==== Exercise text ====
The issue of individual civil rights for the seriously mentally ill is a major controversy today. Do you feel that schizophrenic patients should ever be institutionalized against their will? If you answer yes, under what conditions should the decision be made and who should have the authority to make this decision?
In our country, schizophrenics tend to be disruptive, scary. In a place where we can, for the most part, cordon ourselves off from the unpleasant realities of human poverty and sickness, schizophrenics stick out as reminders of the frailty and eventual decline of the human psyche. They make us uncomfortable; they make us afraid in a way that bears no relation to to harm they may bear us. I cannot talk about institutionalization, about the involuntary confinement of these people, without acknowledging the degree that it makes us more comfortable to have them locked up and put away where we do not need to see them. These people may benefit hugely from treatment, but any “treatment” that makes them docile and calm and non-disruptive also benefits us. When we consider involuntary confinement, it is important to make sure that we are helping the people in question, not merely removing our own discomfort and guilt.
This is what I believe about involuntary hospitalization: it’s wrong. Two hundred years ago lunatics were rounded up in asylum and showed off to crowds, the freaks, animals in cages. To imprison some against their will is to deprive them of their humanity, to reduce them to the status of pets and children. Imprisoning the innocent against theirs wills is barbaric.
==== Given entries ====
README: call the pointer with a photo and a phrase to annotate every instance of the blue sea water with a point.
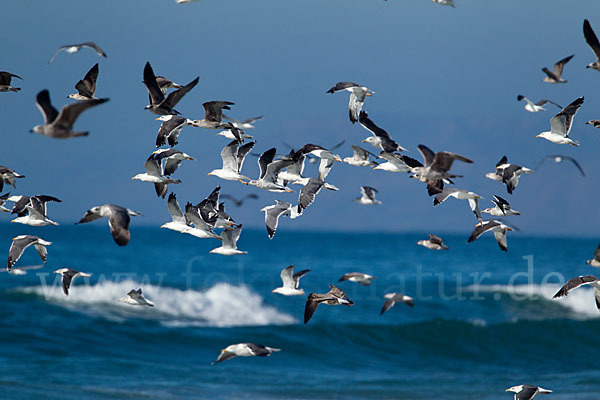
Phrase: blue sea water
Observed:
(475, 330)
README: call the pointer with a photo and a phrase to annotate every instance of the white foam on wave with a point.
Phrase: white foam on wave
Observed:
(580, 300)
(222, 305)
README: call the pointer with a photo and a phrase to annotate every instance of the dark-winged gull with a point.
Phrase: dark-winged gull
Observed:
(527, 392)
(556, 75)
(229, 238)
(239, 202)
(560, 125)
(118, 220)
(68, 275)
(245, 350)
(159, 104)
(20, 243)
(334, 297)
(5, 78)
(592, 41)
(359, 277)
(558, 159)
(433, 243)
(60, 125)
(87, 86)
(497, 227)
(536, 107)
(380, 139)
(367, 196)
(357, 97)
(393, 298)
(8, 176)
(360, 158)
(290, 282)
(501, 208)
(74, 48)
(272, 214)
(136, 298)
(233, 159)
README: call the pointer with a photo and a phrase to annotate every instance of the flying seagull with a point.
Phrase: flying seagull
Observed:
(497, 227)
(291, 282)
(159, 104)
(393, 298)
(20, 243)
(592, 41)
(359, 277)
(357, 97)
(334, 297)
(60, 125)
(5, 78)
(272, 214)
(556, 75)
(501, 208)
(245, 350)
(118, 220)
(527, 392)
(560, 125)
(68, 275)
(87, 86)
(229, 238)
(536, 107)
(433, 243)
(74, 48)
(367, 196)
(8, 176)
(136, 298)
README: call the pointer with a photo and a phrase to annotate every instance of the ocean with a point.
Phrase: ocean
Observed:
(483, 320)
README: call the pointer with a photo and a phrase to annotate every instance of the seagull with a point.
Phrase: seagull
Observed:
(272, 214)
(245, 350)
(334, 297)
(536, 107)
(558, 159)
(592, 41)
(239, 202)
(118, 220)
(380, 139)
(460, 194)
(367, 196)
(230, 237)
(359, 277)
(74, 48)
(60, 125)
(357, 97)
(87, 86)
(560, 125)
(501, 209)
(360, 158)
(20, 243)
(497, 227)
(595, 262)
(527, 392)
(290, 281)
(136, 298)
(8, 176)
(393, 298)
(433, 243)
(556, 75)
(5, 78)
(159, 104)
(68, 275)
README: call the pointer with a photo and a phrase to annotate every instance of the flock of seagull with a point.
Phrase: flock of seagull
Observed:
(278, 172)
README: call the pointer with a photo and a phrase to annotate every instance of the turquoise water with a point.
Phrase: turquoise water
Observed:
(476, 328)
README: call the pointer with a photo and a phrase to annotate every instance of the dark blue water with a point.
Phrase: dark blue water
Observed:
(476, 328)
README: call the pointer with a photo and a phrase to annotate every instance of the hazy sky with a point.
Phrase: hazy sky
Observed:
(444, 77)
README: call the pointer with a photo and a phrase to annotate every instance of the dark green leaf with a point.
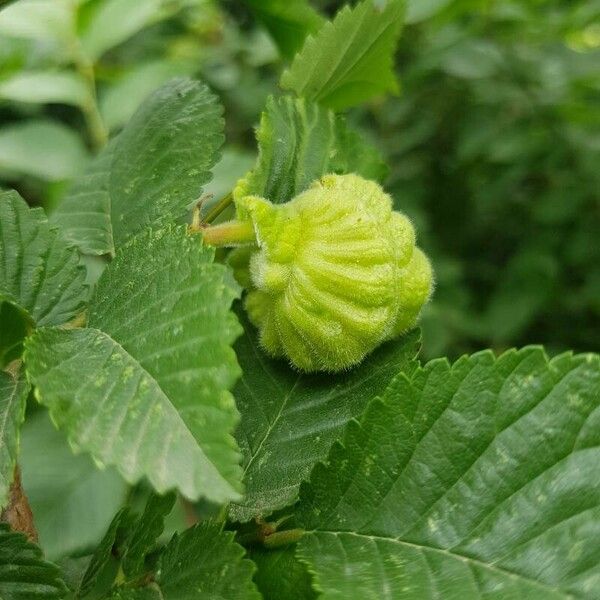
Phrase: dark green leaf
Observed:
(145, 387)
(40, 87)
(114, 21)
(350, 59)
(84, 214)
(116, 532)
(39, 272)
(13, 394)
(24, 574)
(146, 532)
(163, 157)
(205, 562)
(476, 480)
(72, 500)
(290, 420)
(299, 142)
(119, 102)
(40, 148)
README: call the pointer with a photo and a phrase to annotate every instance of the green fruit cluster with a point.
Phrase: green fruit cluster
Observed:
(335, 273)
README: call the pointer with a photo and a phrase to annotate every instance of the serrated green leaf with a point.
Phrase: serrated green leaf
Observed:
(296, 140)
(72, 500)
(25, 575)
(419, 10)
(37, 19)
(476, 480)
(288, 22)
(116, 532)
(13, 395)
(39, 87)
(145, 533)
(84, 214)
(121, 100)
(279, 574)
(41, 148)
(356, 155)
(163, 157)
(39, 272)
(15, 326)
(299, 142)
(290, 419)
(350, 59)
(205, 562)
(145, 386)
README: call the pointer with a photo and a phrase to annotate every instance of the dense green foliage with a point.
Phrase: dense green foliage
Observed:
(164, 454)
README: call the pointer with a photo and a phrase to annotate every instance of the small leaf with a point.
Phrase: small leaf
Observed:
====
◆ Assignment 1
Print the part of the essay on involuntary confinement starting with "This is what" and going on through "wills is barbaric.".
◆ Assignment 2
Rewrite the paragraph of the essay on involuntary confinement that begins "This is what I believe" as a short list of its main points.
You won't need the data above.

◆ Answer area 1
This is what I believe about involuntary hospitalization: it’s wrong. Two hundred years ago lunatics were rounded up in asylum and showed off to crowds, the freaks, animals in cages. To imprison some against their will is to deprive them of their humanity, to reduce them to the status of pets and children. Imprisoning the innocent against theirs wills is barbaric.

◆ Answer area 2
- Involuntary hospitalization is wrong.
- Two hundred years ago, lunatics were rounded up in asylums and shown off to crowds as freaks and caged animals.
- Imprisoning people against their will deprives them of their humanity and reduces them to the status of pets and children.
- Imprisoning the innocent against their will is barbaric.